- Text block
________________________________________

Note that all elements in \(\mathbf{M }_\mathrm{{MP}}\) and \(\mathbf{M }_\mathrm{{AP}}\) are either 1 or 0, and thus we have

$$\begin{aligned} \left\| \mathbf{M }_\mathrm{{AP}}[a_0,:] \right\| = \sum \mathbf{M }_\mathrm{{AP}}[a_0,:]. \end{aligned}$$
(6)

Thus,

$$\begin{aligned} \sqrt{\left\| \mathbf{M }_\mathrm{{AP}}[a_0,:] \right\| }=\ \sqrt{\sum {\mathbf{M }_\mathrm{{AP}}\left[ a_0,:\right] }}=\sqrt{N_{\mathrm{{papers\ published\ by \ author \ }}a_0}}. \end{aligned}$$
(7)

In the same way,

$$\begin{aligned} \sqrt{\left\| \mathbf{M }'_\mathrm{{MP}}[a_0,:] \right\| }=\ \sqrt{\sum {\mathbf{M }'_\mathrm{{MP}}\left[ a_0,:\right] }}=\sqrt{N_{\mathrm{{papers\ which\ include\ the \ MeSH\ term \ }}m_0}}. \end{aligned}$$
(8)

Equation 4 can therefore be rewritten as

$$\begin{aligned} { HeteSim}(a_0,m_0 | a_0\in A,m_0 \in M) = \frac{\mathbf{M }_\mathrm{{AP}}[a_0,:]\cdot \mathbf{M }'_\mathrm{{MP}}[m_0,:]}{\sqrt{\sum \mathbf{M }_\mathrm{{AP}}[a_0,:]}\cdot \sqrt{ \sum \mathbf{M }'_\mathrm{{MP}}[m_0,:]}}, \end{aligned}$$
(9)

and interpreted as

$$\begin{aligned} \begin{aligned}&{ HeteSim}(a_0,m_0| a_0\in A,m_0 \in M) \\&\quad =\frac{N_{\text {papers published by author }a_0 \text { which include the \textit{MeSH} }\text { term } m_0}}{\sqrt{N_{\text {papers published by author }a_0}}\cdot \sqrt{N_{\text {papers\ which \ include\ the \ MeSH \ term }m_0}}}. \end{aligned} \end{aligned}$$
(10)

Though HeteSim is quite suitable for our task, there are some disadvantages. The most important one is that HeteSim is a “global” measure in a sense. When the similarity between an author and a MeSH term is calculated, all papers are taken into consideration, even those which have no connection with the target author. For example, if someone published a paper with a MeSH term M1, the similarity of all authors with M1 will decrease even if none of them has ever worked with him or her. As a matter of fact, the original HeteSim measures the contribution of each author to the total knowledge (limited in the data set) of a MeSH term. However, the expertise we want to examine refers to the MeSH term where an author conducted most of his or her work. In a real-world situation, one can only contribute to several hundreds of papers at most. And if we compare this fraction of papers to the tremendous overall amount of papers available in online databases, the similarity will be significantly small and the original HeteSim will have a poor performance.

________________________________________

- Data records

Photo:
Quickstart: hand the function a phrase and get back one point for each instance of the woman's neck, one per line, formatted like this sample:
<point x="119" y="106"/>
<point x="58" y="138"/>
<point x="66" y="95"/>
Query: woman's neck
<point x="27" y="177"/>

________________________________________

- To be done
Using the HeteSim passage, explain in one to three sentences why the original HeteSim measure performs poorly at capturing an author's expertise. The material plays no part in this.

- The result
HeteSim is a "global" measure: it takes every paper into account, including papers with no connection to the target author. It therefore measures each author's contribution to the total knowledge of a MeSH term, not the term where the author did most of his or her work. An author contributes to several hundred papers at most, so compared with the huge number of papers in online databases, the similarity becomes very small.